- **PROBLEM TO SOLVE**: All records given below must be printed word for word.
══ EXTRACTED RECORDS ══
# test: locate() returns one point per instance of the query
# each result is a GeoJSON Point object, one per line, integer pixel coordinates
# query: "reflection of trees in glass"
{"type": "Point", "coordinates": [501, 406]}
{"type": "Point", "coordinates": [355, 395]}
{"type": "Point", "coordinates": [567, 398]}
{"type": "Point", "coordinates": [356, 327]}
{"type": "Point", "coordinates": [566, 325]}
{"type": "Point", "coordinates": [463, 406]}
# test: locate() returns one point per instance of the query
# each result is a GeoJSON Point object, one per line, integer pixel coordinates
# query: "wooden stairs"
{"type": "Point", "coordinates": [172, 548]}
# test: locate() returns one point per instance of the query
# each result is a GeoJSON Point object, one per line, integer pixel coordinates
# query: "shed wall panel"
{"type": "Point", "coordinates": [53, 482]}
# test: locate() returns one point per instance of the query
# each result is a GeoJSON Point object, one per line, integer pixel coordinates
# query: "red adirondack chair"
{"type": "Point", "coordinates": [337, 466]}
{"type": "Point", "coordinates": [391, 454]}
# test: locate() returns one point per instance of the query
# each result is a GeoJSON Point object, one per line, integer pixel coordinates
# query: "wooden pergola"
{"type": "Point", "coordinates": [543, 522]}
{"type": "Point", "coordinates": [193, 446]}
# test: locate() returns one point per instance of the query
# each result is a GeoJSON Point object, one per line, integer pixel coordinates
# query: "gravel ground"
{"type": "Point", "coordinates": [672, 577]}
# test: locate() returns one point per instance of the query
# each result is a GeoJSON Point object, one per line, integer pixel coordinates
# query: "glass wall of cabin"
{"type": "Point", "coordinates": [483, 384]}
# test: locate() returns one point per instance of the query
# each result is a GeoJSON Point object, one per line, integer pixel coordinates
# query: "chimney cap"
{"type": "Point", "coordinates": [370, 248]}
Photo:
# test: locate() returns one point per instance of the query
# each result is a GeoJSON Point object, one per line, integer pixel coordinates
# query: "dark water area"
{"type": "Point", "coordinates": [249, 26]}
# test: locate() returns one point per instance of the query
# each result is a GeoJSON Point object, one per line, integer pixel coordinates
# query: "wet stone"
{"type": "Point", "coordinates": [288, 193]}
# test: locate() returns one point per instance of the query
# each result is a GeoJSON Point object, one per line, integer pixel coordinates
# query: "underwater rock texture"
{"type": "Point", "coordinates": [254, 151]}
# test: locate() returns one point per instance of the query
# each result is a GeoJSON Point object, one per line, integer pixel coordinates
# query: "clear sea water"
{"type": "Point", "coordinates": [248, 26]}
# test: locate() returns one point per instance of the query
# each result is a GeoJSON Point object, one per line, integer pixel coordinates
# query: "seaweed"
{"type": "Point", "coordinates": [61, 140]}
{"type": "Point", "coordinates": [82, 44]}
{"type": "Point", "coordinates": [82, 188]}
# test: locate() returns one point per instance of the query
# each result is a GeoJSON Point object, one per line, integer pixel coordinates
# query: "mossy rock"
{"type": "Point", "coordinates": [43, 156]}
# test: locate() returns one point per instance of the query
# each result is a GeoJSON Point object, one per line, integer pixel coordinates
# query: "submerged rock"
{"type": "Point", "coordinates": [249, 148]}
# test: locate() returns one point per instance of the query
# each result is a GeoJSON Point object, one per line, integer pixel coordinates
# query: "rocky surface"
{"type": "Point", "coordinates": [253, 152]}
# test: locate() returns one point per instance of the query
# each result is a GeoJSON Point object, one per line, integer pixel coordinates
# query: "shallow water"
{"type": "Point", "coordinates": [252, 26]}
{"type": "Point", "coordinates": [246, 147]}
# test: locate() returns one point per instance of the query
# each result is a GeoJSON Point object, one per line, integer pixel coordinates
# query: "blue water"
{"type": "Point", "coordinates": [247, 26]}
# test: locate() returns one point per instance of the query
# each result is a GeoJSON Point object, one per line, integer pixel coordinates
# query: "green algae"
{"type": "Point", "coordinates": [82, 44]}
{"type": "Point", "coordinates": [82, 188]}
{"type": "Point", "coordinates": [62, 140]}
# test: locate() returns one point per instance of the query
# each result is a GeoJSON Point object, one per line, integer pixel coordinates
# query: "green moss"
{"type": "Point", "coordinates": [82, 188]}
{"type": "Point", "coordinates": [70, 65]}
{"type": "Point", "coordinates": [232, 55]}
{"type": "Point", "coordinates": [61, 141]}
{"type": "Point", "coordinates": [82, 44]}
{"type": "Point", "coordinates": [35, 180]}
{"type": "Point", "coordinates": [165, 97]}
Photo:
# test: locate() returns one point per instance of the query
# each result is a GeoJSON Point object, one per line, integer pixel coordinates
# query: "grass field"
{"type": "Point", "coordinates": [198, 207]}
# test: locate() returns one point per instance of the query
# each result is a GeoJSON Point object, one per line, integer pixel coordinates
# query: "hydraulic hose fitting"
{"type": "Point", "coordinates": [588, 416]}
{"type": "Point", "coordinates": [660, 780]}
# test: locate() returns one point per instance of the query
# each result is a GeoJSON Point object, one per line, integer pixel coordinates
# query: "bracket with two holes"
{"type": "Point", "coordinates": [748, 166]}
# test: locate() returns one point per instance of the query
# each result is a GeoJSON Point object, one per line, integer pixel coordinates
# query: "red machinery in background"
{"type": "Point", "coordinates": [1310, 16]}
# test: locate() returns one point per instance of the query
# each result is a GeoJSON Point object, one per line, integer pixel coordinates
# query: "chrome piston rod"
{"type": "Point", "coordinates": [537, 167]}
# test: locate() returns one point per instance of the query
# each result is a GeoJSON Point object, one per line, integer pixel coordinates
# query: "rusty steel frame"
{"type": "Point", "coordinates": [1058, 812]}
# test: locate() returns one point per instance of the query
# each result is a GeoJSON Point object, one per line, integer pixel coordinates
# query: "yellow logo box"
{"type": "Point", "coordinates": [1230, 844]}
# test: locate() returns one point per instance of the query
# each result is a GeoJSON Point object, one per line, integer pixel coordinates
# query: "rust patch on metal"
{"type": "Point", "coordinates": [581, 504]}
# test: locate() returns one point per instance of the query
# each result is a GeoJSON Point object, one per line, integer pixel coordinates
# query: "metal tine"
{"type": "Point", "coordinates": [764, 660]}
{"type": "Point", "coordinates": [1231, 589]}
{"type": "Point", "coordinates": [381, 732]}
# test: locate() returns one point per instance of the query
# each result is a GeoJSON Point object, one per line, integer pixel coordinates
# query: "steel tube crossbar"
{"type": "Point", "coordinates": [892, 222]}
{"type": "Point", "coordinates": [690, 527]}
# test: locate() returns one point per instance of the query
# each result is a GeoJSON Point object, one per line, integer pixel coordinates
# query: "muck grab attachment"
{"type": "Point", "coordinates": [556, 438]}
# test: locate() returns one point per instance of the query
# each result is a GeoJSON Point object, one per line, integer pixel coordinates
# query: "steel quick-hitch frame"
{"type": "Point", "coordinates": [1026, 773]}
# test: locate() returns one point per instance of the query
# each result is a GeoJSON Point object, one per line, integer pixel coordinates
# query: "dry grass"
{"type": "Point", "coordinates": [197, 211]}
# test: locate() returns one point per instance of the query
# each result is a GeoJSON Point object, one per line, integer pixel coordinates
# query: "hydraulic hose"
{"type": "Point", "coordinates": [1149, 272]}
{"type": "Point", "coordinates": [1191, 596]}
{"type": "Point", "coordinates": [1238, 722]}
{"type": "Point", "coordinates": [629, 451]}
═══
- **EXPECTED OUTPUT**:
# test: locate() returns one point per instance of the query
# each result is a GeoJSON Point object, one per line, integer pixel coordinates
# query: "reflection of trees in glass"
{"type": "Point", "coordinates": [501, 406]}
{"type": "Point", "coordinates": [355, 395]}
{"type": "Point", "coordinates": [567, 398]}
{"type": "Point", "coordinates": [356, 327]}
{"type": "Point", "coordinates": [566, 325]}
{"type": "Point", "coordinates": [463, 406]}
# test: locate() returns one point per instance of the query
# each result is a GeoJSON Point object, one per line, integer pixel coordinates
# query: "wooden stairs"
{"type": "Point", "coordinates": [172, 548]}
# test: locate() returns one point per instance of the query
# each result is a GeoJSON Point object, one per line, integer pixel coordinates
# query: "shed wall panel"
{"type": "Point", "coordinates": [53, 482]}
# test: locate() returns one point per instance of the query
# each result is a GeoJSON Point object, one per line, integer pixel coordinates
# query: "red adirondack chair"
{"type": "Point", "coordinates": [337, 466]}
{"type": "Point", "coordinates": [391, 454]}
# test: locate() returns one point per instance of the query
# each result is a GeoJSON Point object, one per line, integer pixel coordinates
# query: "wooden pergola"
{"type": "Point", "coordinates": [543, 522]}
{"type": "Point", "coordinates": [193, 446]}
# test: locate() returns one point per instance of the query
# each result is a GeoJSON Point object, one per line, integer pixel coordinates
# query: "gravel ground"
{"type": "Point", "coordinates": [672, 577]}
# test: locate() returns one point per instance of the query
# each result is a GeoJSON Point object, one per line, integer pixel coordinates
# query: "glass wall of cabin"
{"type": "Point", "coordinates": [483, 384]}
# test: locate() returns one point per instance of the query
# each result is a GeoJSON Point object, one per line, integer pixel coordinates
# query: "chimney cap"
{"type": "Point", "coordinates": [370, 248]}
Photo:
# test: locate() returns one point per instance of the query
# each result is a GeoJSON Point object, one per line, integer pixel coordinates
# query: "dark water area"
{"type": "Point", "coordinates": [249, 26]}
# test: locate() returns one point per instance of the query
# each result is a GeoJSON Point object, one per line, integer pixel coordinates
# query: "wet stone"
{"type": "Point", "coordinates": [288, 193]}
# test: locate() returns one point per instance of the query
# each result is a GeoJSON Point object, one per line, integer pixel coordinates
# query: "underwater rock texture"
{"type": "Point", "coordinates": [254, 151]}
# test: locate() returns one point per instance of the query
# each result is a GeoJSON Point object, one per line, integer pixel coordinates
# query: "clear sea water"
{"type": "Point", "coordinates": [248, 26]}
# test: locate() returns one point per instance of the query
# each result is a GeoJSON Point object, one per line, integer pixel coordinates
# query: "seaweed"
{"type": "Point", "coordinates": [61, 140]}
{"type": "Point", "coordinates": [82, 44]}
{"type": "Point", "coordinates": [82, 188]}
# test: locate() returns one point per instance of the query
# each result is a GeoJSON Point object, one per line, integer pixel coordinates
# query: "mossy rock"
{"type": "Point", "coordinates": [43, 156]}
# test: locate() returns one point per instance of the query
# each result is a GeoJSON Point object, one per line, integer pixel coordinates
# query: "submerged rock"
{"type": "Point", "coordinates": [249, 148]}
# test: locate() returns one point per instance of the query
# each result is a GeoJSON Point object, one per line, integer pixel coordinates
# query: "rocky surface"
{"type": "Point", "coordinates": [253, 152]}
# test: locate() returns one point per instance of the query
# each result is a GeoJSON Point object, one per line, integer pixel coordinates
# query: "shallow water"
{"type": "Point", "coordinates": [252, 26]}
{"type": "Point", "coordinates": [246, 147]}
# test: locate() returns one point per instance of the query
# each result is a GeoJSON Point object, one per line, integer pixel coordinates
# query: "blue water"
{"type": "Point", "coordinates": [247, 26]}
# test: locate() returns one point per instance of the query
# each result is a GeoJSON Point object, one per line, integer pixel coordinates
# query: "green algae"
{"type": "Point", "coordinates": [82, 44]}
{"type": "Point", "coordinates": [82, 188]}
{"type": "Point", "coordinates": [62, 140]}
# test: locate() returns one point per instance of the query
# each result is a GeoJSON Point object, one per line, integer pixel coordinates
# query: "green moss"
{"type": "Point", "coordinates": [82, 188]}
{"type": "Point", "coordinates": [70, 65]}
{"type": "Point", "coordinates": [232, 55]}
{"type": "Point", "coordinates": [61, 141]}
{"type": "Point", "coordinates": [82, 44]}
{"type": "Point", "coordinates": [35, 180]}
{"type": "Point", "coordinates": [165, 97]}
Photo:
# test: locate() returns one point per instance of the query
# each result is a GeoJSON Point object, one per line, integer pixel coordinates
# query: "grass field"
{"type": "Point", "coordinates": [198, 207]}
# test: locate() returns one point per instance of the query
# each result is a GeoJSON Point object, one per line, integer pixel coordinates
# query: "hydraulic hose fitting"
{"type": "Point", "coordinates": [588, 416]}
{"type": "Point", "coordinates": [660, 780]}
# test: locate() returns one point per instance of the query
# each result is a GeoJSON Point object, one per line, integer pixel coordinates
# query: "bracket with two holes"
{"type": "Point", "coordinates": [748, 166]}
# test: locate() returns one point per instance of the query
# each result is a GeoJSON Point object, one per line, integer pixel coordinates
# query: "red machinery in background"
{"type": "Point", "coordinates": [1310, 16]}
# test: locate() returns one point per instance of the query
# each result is a GeoJSON Point object, one per line, integer pixel coordinates
# query: "chrome piston rod"
{"type": "Point", "coordinates": [537, 167]}
# test: locate() returns one point per instance of the query
# each result is a GeoJSON Point object, one per line, integer pixel coordinates
# query: "rusty steel frame"
{"type": "Point", "coordinates": [1058, 812]}
# test: locate() returns one point per instance of the query
# each result is a GeoJSON Point object, one per line, integer pixel coordinates
# query: "yellow logo box"
{"type": "Point", "coordinates": [1230, 844]}
# test: locate() returns one point per instance of the query
# each result is a GeoJSON Point object, one per line, integer pixel coordinates
# query: "rust patch on metal"
{"type": "Point", "coordinates": [581, 504]}
# test: locate() returns one point per instance of the query
# each result is a GeoJSON Point object, one per line, integer pixel coordinates
# query: "metal tine"
{"type": "Point", "coordinates": [764, 660]}
{"type": "Point", "coordinates": [1231, 589]}
{"type": "Point", "coordinates": [381, 732]}
# test: locate() returns one point per instance of the query
# each result is a GeoJSON Point object, one per line, integer pixel coordinates
# query: "steel tube crossbar"
{"type": "Point", "coordinates": [892, 222]}
{"type": "Point", "coordinates": [690, 527]}
# test: locate() returns one point per instance of the query
# each result is a GeoJSON Point object, one per line, integer pixel coordinates
# query: "muck grab attachment"
{"type": "Point", "coordinates": [556, 438]}
# test: locate() returns one point per instance of the query
# each result is a GeoJSON Point object, one per line, integer pixel coordinates
# query: "steel quick-hitch frame"
{"type": "Point", "coordinates": [1026, 773]}
# test: locate() returns one point per instance of the query
# each result is a GeoJSON Point object, one per line, integer pixel coordinates
# query: "dry grass"
{"type": "Point", "coordinates": [197, 211]}
# test: locate() returns one point per instance of the query
# each result is a GeoJSON Point object, one per line, integer pixel coordinates
# query: "hydraulic hose"
{"type": "Point", "coordinates": [1149, 272]}
{"type": "Point", "coordinates": [1191, 596]}
{"type": "Point", "coordinates": [1238, 722]}
{"type": "Point", "coordinates": [629, 451]}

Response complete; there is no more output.